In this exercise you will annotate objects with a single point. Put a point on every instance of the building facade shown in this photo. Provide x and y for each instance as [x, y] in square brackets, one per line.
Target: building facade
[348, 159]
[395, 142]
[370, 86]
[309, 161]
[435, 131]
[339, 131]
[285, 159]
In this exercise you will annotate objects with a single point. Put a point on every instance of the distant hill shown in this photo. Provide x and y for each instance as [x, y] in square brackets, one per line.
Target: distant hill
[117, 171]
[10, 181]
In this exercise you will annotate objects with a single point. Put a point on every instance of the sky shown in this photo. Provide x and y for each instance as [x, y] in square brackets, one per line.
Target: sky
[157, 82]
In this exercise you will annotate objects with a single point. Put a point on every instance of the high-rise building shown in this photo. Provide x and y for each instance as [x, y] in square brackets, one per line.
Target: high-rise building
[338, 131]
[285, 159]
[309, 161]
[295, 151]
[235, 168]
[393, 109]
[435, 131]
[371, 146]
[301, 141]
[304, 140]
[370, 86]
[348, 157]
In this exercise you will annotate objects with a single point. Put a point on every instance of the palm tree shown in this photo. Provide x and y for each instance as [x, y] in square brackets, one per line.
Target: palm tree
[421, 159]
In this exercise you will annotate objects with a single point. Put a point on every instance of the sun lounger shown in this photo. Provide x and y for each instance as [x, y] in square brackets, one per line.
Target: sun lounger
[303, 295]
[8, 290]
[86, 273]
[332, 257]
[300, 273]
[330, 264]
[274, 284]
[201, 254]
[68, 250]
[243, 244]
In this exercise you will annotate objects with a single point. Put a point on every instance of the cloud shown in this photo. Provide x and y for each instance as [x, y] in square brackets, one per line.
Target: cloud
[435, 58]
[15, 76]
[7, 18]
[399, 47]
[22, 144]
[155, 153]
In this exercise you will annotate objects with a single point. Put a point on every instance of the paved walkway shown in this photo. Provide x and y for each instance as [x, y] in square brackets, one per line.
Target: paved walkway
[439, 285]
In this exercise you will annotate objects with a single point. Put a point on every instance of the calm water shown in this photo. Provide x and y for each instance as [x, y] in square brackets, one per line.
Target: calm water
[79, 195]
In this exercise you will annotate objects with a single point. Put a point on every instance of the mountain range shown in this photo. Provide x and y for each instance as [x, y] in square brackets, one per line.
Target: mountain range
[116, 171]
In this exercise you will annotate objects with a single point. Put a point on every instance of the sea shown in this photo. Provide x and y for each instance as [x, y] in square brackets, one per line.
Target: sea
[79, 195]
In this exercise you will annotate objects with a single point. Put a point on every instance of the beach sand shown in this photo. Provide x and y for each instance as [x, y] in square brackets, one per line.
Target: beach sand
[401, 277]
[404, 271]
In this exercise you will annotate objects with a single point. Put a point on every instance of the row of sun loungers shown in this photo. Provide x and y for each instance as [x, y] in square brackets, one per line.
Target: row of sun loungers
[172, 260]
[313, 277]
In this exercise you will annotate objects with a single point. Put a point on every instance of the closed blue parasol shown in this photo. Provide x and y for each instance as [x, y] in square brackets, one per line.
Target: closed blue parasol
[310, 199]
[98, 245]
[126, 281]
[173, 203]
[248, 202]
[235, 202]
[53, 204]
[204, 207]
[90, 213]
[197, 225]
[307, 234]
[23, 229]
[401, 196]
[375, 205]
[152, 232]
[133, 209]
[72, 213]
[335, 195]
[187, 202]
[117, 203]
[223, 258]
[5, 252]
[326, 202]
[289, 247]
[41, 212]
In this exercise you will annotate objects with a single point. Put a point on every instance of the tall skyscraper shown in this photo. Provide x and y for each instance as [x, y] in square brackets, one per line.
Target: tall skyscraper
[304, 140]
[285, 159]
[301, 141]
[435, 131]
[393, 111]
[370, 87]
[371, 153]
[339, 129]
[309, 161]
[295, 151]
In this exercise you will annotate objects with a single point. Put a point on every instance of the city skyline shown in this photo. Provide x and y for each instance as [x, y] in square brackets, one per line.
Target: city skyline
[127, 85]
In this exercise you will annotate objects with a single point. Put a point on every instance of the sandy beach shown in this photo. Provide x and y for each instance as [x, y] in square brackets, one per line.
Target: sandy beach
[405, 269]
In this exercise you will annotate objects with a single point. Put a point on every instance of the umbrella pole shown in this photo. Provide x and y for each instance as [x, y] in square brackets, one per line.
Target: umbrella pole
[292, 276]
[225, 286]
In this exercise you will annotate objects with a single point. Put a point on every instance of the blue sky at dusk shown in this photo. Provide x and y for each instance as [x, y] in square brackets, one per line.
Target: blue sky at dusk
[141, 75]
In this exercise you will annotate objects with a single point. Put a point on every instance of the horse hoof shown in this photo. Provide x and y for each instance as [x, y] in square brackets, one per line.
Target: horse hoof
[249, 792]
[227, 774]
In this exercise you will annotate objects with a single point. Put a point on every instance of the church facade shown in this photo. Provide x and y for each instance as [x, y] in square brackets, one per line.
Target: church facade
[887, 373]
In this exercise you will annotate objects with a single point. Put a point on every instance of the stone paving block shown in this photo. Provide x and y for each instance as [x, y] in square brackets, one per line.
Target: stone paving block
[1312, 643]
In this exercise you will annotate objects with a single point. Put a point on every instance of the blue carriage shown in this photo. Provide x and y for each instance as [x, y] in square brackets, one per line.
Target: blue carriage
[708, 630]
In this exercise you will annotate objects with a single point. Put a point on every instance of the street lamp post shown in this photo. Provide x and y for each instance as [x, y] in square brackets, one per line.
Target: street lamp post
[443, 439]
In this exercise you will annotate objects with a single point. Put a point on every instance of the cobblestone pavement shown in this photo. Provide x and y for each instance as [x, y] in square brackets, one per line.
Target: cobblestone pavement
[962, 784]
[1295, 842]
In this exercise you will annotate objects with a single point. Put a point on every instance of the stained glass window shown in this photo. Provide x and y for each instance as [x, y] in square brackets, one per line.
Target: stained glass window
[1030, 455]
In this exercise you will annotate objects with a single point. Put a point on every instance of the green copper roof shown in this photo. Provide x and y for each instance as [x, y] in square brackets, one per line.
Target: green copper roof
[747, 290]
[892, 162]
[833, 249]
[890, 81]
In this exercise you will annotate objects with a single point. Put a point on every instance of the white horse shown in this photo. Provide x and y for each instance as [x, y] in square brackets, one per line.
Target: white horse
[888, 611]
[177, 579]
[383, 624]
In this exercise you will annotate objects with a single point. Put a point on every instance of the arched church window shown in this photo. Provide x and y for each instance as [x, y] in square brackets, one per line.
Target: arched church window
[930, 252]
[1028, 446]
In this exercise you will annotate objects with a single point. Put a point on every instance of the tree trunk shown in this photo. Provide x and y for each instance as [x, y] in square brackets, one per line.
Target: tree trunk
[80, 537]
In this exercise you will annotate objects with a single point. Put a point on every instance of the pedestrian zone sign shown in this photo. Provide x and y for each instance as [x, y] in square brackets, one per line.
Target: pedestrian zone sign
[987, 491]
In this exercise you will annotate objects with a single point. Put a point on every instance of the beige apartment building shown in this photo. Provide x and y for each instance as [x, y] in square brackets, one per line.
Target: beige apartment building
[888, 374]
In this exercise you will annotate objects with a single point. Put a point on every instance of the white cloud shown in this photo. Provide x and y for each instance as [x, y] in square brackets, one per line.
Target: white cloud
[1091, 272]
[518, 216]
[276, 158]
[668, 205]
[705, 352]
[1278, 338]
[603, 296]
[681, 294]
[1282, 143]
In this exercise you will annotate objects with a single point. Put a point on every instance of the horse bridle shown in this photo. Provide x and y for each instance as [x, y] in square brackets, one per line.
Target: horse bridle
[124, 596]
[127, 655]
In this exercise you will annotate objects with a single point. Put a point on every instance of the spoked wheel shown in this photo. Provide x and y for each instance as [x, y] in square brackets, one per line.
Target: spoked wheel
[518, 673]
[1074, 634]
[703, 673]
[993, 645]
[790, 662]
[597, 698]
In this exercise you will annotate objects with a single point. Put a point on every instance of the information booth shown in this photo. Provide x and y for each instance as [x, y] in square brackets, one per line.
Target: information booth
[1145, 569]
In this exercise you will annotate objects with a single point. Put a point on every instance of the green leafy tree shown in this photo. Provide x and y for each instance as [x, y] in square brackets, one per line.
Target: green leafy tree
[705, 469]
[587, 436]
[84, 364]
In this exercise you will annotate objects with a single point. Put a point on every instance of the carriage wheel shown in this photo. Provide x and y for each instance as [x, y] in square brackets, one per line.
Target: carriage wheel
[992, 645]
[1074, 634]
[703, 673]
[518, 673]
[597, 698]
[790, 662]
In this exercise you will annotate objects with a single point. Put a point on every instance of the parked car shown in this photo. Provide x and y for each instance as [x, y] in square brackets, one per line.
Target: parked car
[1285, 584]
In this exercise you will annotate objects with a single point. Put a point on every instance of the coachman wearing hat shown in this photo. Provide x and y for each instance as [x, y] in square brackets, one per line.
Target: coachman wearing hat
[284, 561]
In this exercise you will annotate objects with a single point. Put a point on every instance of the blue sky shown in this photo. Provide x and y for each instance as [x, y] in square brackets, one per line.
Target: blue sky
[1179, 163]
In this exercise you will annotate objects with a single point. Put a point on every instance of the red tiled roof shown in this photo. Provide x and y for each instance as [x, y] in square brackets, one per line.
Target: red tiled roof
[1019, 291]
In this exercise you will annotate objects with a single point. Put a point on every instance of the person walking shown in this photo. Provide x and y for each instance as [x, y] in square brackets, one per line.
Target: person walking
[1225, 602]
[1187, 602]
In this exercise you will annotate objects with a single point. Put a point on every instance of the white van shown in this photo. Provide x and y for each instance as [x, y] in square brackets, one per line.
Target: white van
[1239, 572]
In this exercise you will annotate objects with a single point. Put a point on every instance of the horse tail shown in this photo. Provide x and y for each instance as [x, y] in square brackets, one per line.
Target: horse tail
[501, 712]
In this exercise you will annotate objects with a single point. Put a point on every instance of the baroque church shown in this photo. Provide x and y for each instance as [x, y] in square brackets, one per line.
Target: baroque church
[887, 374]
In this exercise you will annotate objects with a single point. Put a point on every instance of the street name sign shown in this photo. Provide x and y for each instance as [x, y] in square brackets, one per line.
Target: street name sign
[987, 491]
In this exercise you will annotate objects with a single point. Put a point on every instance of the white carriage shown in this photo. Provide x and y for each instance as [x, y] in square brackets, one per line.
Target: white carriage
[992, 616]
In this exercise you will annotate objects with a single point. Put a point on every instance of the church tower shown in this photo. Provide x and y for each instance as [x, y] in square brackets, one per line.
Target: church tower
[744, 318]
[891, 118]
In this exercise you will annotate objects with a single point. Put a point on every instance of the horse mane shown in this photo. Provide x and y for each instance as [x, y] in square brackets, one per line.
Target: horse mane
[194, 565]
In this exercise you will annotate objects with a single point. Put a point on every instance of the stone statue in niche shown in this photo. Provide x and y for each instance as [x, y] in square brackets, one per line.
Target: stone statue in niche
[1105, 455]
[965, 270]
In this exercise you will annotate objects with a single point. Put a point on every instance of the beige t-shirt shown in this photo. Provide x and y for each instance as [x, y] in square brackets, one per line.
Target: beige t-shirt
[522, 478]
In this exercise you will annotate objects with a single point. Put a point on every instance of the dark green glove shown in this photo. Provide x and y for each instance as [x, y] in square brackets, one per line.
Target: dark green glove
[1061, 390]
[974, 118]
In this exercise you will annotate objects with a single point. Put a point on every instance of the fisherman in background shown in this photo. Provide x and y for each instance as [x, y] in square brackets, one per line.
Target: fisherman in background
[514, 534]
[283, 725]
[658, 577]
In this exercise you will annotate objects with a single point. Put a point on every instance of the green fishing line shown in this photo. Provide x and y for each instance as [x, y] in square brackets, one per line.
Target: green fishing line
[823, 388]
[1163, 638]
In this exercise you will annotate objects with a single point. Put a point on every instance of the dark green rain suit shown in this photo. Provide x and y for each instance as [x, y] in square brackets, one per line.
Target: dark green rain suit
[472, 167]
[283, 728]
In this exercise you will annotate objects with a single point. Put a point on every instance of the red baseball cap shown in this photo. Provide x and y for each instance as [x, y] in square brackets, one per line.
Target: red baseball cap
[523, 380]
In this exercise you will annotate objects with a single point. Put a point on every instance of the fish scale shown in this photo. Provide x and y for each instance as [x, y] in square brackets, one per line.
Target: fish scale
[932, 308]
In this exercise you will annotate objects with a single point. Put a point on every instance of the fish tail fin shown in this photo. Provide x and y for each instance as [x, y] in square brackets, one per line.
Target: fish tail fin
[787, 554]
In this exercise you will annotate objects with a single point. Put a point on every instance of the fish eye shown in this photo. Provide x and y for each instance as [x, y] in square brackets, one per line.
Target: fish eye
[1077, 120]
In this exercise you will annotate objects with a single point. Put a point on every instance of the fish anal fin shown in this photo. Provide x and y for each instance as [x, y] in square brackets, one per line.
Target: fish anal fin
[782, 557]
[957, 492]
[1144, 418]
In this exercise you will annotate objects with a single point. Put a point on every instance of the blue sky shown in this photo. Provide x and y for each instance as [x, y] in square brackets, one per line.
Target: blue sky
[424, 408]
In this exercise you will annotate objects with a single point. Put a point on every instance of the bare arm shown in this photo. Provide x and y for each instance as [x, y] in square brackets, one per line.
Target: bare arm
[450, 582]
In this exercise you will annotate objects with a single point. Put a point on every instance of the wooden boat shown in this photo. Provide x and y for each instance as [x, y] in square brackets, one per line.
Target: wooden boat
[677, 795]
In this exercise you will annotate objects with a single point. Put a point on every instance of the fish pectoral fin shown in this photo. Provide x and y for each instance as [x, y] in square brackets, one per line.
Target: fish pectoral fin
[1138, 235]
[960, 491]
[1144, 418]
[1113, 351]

++++

Copy out, word for word, the part of the records that opens with the line containing "the green copper" and closes with the line containing "[1282, 143]". Include both of those lines.

In this exercise you will annotate objects with a single point. Put a point on every instance of the green copper roof shown in this photo. Provide x and y for each instance as [x, y] in square brackets, one per line.
Target: green copper roof
[747, 290]
[892, 162]
[833, 249]
[890, 81]
In this exercise you will annotate objects with a single point. Put a point on every instance of the white horse shown in this photo. Provide x and y for each instance as [x, y] in square brackets, one per line.
Target: white horse
[888, 611]
[177, 579]
[383, 624]
In this exercise you will annotate objects with a single point. Put a point on every instance of the arched church window shown in this photo. Provide x and y for each instance as [x, y] in square brackets, one per line.
Target: arched church window
[930, 252]
[1028, 446]
In this exercise you will annotate objects with a single point. Put a point on every instance of the tree trunk shown in this photo. Provide x and y for each instance as [x, y] in square brackets, one per line.
Target: tree trunk
[80, 537]
In this exercise you will annotate objects with a single point. Put a point on every instance of the pedestrian zone sign shown in this photo. Provide x and y for each instance as [x, y] in square brackets, one per line.
Target: pedestrian zone sign
[987, 491]
In this exercise you will annotate objects with a single point. Put a point on every instance of the beige apartment building shown in this photo. Provide x and y for each instance as [x, y] in square brackets, one per line.
Target: beige apartment building
[888, 374]
In this exercise you will annotate objects with a single point. Put a point on every instance of the white cloud shown in this photo. Provide x and y for each instance as [x, y] in square brackets, one per line.
Target: white cloud
[1091, 272]
[518, 216]
[276, 158]
[668, 205]
[705, 352]
[1278, 338]
[603, 296]
[681, 294]
[1282, 143]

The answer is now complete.